Start of Given information

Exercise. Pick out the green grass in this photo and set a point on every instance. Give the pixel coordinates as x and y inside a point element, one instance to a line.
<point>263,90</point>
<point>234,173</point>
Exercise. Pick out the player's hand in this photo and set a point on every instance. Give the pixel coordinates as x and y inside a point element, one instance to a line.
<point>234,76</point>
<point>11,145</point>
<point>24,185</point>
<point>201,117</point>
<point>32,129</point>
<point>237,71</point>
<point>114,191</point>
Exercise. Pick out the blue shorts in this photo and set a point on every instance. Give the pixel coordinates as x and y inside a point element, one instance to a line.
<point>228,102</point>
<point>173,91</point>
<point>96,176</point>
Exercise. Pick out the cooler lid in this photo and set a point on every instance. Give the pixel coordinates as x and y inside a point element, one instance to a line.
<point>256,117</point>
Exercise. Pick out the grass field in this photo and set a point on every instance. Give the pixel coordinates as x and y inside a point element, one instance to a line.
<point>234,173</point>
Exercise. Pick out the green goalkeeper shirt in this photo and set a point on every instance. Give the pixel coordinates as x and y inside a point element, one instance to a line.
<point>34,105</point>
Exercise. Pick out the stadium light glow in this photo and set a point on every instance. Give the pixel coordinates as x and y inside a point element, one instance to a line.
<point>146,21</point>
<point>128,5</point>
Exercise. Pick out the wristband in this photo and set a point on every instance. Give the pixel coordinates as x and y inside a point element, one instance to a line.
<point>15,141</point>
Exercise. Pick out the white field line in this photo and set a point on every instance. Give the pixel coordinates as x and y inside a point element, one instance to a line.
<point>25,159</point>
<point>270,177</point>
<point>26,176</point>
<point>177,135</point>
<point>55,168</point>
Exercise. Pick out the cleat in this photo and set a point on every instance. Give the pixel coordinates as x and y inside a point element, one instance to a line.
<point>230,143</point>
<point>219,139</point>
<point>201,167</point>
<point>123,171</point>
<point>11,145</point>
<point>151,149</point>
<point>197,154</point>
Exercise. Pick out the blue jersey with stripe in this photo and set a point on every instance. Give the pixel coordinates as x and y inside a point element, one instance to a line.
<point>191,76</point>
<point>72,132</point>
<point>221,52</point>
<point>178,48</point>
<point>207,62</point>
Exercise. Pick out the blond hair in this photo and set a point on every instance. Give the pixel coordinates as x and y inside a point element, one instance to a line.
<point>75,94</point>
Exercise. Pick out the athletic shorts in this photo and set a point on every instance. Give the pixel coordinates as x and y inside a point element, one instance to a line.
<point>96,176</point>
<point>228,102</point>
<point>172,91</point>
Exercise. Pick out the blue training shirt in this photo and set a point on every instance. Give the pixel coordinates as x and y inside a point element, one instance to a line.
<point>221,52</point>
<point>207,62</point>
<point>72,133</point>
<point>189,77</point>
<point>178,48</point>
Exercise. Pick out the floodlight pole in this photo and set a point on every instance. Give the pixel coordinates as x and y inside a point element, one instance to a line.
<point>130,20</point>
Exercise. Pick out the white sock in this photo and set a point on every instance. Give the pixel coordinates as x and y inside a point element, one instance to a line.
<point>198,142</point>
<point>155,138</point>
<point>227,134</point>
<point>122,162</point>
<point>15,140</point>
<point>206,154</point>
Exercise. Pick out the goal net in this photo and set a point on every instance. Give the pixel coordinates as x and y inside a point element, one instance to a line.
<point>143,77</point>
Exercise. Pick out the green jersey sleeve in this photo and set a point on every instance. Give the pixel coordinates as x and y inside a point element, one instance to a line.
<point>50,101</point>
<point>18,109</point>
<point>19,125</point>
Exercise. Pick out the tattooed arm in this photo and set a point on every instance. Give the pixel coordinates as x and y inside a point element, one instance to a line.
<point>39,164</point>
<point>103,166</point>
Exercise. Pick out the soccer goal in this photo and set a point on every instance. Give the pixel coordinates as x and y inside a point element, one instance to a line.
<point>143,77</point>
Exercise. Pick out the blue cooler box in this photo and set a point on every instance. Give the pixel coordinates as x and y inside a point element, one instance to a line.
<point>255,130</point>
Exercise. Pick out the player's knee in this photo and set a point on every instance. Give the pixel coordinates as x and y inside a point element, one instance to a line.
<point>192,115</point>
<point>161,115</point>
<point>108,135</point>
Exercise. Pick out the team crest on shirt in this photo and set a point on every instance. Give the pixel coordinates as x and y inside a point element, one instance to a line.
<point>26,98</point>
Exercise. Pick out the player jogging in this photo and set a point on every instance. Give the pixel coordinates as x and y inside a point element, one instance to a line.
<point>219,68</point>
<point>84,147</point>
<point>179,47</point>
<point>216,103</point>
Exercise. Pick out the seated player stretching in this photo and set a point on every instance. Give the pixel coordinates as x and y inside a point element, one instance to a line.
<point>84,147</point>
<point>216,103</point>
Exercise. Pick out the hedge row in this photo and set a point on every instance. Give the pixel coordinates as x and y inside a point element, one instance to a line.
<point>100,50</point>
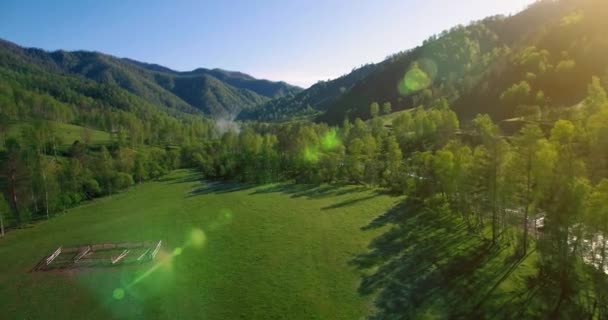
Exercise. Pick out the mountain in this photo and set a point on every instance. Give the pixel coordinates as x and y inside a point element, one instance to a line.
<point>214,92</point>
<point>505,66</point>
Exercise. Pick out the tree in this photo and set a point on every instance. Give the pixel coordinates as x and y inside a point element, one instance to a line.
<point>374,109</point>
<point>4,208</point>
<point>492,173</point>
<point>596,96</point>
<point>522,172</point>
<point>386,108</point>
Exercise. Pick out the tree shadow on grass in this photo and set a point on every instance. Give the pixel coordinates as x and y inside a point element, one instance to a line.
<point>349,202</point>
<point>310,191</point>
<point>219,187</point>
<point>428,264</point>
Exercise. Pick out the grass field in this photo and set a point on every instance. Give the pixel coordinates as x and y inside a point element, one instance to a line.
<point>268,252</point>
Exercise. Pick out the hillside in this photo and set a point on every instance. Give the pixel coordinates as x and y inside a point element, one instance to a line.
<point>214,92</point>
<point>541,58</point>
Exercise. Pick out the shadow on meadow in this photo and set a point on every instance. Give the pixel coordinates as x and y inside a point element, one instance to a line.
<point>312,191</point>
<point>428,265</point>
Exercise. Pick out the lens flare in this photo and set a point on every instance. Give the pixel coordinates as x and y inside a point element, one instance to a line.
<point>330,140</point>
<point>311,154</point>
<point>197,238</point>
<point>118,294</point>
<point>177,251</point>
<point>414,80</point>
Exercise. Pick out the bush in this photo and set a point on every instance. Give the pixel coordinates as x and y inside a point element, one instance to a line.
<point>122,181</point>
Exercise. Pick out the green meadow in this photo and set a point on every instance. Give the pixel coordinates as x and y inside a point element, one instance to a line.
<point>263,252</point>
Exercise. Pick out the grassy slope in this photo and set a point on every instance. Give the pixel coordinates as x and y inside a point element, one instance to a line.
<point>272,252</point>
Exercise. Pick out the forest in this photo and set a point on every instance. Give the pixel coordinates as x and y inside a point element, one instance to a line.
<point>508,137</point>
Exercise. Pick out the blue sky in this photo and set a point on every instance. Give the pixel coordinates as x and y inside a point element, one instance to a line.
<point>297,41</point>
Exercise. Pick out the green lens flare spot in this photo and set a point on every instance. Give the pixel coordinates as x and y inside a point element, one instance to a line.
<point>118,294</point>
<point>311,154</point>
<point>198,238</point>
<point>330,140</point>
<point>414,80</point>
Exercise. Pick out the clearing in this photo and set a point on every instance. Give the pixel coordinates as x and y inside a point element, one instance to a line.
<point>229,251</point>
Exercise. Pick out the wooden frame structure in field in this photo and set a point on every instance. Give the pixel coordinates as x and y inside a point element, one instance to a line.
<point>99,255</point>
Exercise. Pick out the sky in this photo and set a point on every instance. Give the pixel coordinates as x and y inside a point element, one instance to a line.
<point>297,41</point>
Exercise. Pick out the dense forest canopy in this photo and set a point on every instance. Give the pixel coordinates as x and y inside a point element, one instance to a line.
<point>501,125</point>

End of Given information
Start of Given information

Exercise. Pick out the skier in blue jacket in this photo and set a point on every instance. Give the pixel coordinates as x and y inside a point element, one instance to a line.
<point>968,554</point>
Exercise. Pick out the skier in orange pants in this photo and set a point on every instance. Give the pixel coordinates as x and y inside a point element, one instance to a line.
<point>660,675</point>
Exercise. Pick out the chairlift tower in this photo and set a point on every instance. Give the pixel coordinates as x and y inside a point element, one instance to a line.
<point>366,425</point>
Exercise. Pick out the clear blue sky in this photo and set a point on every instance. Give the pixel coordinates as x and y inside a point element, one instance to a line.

End of Given information

| Work required |
From the entries above, return exactly the line containing "Exercise. Pick out the skier in orange", the line containing "Exercise. Pick out the clear blue", and all lines between, and nothing else.

| Task solution |
Exercise. Pick out the skier in orange pants in this photo and set a point on every instance. Give the pixel coordinates as x and y inside a point element, one instance to a line.
<point>660,675</point>
Exercise. Pick out the chairlift tower in this photo and set a point on every instance. Give the pixel coordinates as x and y inside a point element, one instance to a line.
<point>366,425</point>
Exercise. Pick out the clear blue sky in this photo and set a point on every instance. Give the pixel coordinates as x and y inside a point element, one instance to a line.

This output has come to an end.